--- What the task asks ---
Without the pictures, set down the records below word for word.

--- Information shown ---
= = = = =

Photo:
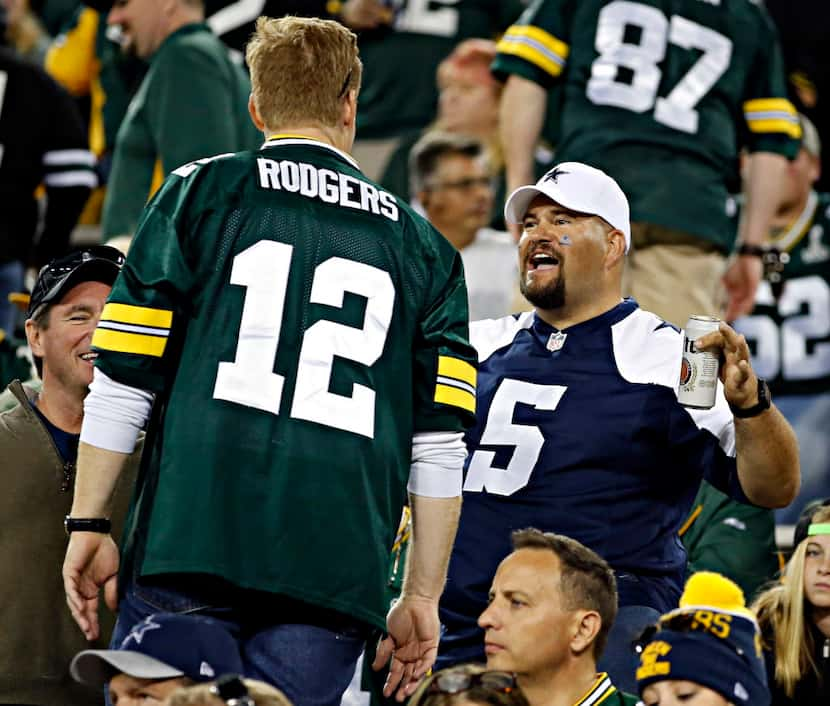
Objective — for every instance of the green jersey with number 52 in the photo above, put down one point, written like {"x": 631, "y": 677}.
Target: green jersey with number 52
{"x": 660, "y": 94}
{"x": 790, "y": 337}
{"x": 299, "y": 325}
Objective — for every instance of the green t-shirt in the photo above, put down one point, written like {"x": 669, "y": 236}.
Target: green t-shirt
{"x": 790, "y": 338}
{"x": 660, "y": 94}
{"x": 731, "y": 538}
{"x": 192, "y": 103}
{"x": 299, "y": 325}
{"x": 399, "y": 93}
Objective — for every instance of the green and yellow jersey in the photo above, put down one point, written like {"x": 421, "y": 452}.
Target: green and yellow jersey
{"x": 661, "y": 94}
{"x": 299, "y": 324}
{"x": 789, "y": 337}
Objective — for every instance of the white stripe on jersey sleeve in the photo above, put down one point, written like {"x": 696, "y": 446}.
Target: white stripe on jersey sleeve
{"x": 489, "y": 335}
{"x": 647, "y": 351}
{"x": 60, "y": 158}
{"x": 72, "y": 178}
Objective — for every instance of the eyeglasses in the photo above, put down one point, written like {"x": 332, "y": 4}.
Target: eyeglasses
{"x": 454, "y": 682}
{"x": 463, "y": 184}
{"x": 703, "y": 621}
{"x": 232, "y": 690}
{"x": 53, "y": 274}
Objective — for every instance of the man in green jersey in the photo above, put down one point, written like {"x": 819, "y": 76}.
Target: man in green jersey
{"x": 402, "y": 48}
{"x": 660, "y": 94}
{"x": 190, "y": 104}
{"x": 304, "y": 333}
{"x": 789, "y": 328}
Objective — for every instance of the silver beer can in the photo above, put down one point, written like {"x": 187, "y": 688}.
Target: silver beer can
{"x": 698, "y": 369}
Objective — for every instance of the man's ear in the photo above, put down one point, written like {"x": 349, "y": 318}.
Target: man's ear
{"x": 33, "y": 337}
{"x": 586, "y": 626}
{"x": 349, "y": 113}
{"x": 616, "y": 248}
{"x": 254, "y": 113}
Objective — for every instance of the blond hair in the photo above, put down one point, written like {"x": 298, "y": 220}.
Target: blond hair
{"x": 784, "y": 611}
{"x": 301, "y": 68}
{"x": 201, "y": 695}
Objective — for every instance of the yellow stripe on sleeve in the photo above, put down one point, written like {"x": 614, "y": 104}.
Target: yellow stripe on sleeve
{"x": 766, "y": 125}
{"x": 457, "y": 369}
{"x": 536, "y": 46}
{"x": 766, "y": 104}
{"x": 137, "y": 315}
{"x": 123, "y": 342}
{"x": 444, "y": 394}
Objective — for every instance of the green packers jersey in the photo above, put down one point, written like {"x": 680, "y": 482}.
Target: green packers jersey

= = = = =

--- Full output ---
Photo:
Objective — for every instance of the green jersey with number 52 in the photo above, put down one point, written like {"x": 631, "y": 677}.
Target: green jersey with number 52
{"x": 660, "y": 94}
{"x": 790, "y": 337}
{"x": 299, "y": 325}
Objective — for every instance of the green t-shirt in the photo above, put down one point, written like {"x": 669, "y": 236}.
Target: green t-shirt
{"x": 790, "y": 338}
{"x": 660, "y": 94}
{"x": 731, "y": 538}
{"x": 192, "y": 103}
{"x": 299, "y": 325}
{"x": 399, "y": 93}
Objective — for every instance of the green and yellow jersey in the photo above, put down one point, written like {"x": 421, "y": 452}.
Target: green and yellow jersey
{"x": 661, "y": 94}
{"x": 299, "y": 324}
{"x": 789, "y": 337}
Objective — for every instance of the white stripe on jersey sleeve in the photo above, put down one point, written like {"x": 696, "y": 446}.
Target: white stripe on jersey sleeve
{"x": 489, "y": 335}
{"x": 647, "y": 351}
{"x": 60, "y": 158}
{"x": 72, "y": 178}
Objective — for every instance of the eyeglasses in the photo above, put down one point, written like {"x": 332, "y": 4}.
Target: eyeglasses
{"x": 454, "y": 682}
{"x": 463, "y": 184}
{"x": 703, "y": 621}
{"x": 232, "y": 690}
{"x": 53, "y": 274}
Objective — for every instance of the man in green jersey in the photo above, put down one point, written like {"x": 819, "y": 76}.
Target: man in green jersey
{"x": 402, "y": 48}
{"x": 660, "y": 94}
{"x": 190, "y": 104}
{"x": 304, "y": 333}
{"x": 789, "y": 328}
Objective — for every instance of the silver beer can in the photo above, put down one point, written like {"x": 187, "y": 688}.
Target: silver beer can
{"x": 698, "y": 369}
Objective — for every instance of the man's ear in the photo above, put down one point, written like {"x": 349, "y": 318}.
Target: man's ear
{"x": 33, "y": 337}
{"x": 586, "y": 626}
{"x": 349, "y": 113}
{"x": 616, "y": 248}
{"x": 254, "y": 113}
Objective — for every instance of the blond hair in the photo above, put down one point, written like {"x": 298, "y": 220}.
Target: blond hair
{"x": 784, "y": 611}
{"x": 301, "y": 68}
{"x": 201, "y": 695}
Objective — for every instance of the yellow stripe on sleeve in the photo above, put down one point, written like {"x": 614, "y": 104}.
Target: yellow stripe on sleeve
{"x": 766, "y": 125}
{"x": 457, "y": 369}
{"x": 536, "y": 46}
{"x": 766, "y": 104}
{"x": 137, "y": 315}
{"x": 123, "y": 342}
{"x": 444, "y": 394}
Objective — for every instance of the green packers jersey in the photo above, put down one point, written like {"x": 680, "y": 482}.
Target: green packers jersey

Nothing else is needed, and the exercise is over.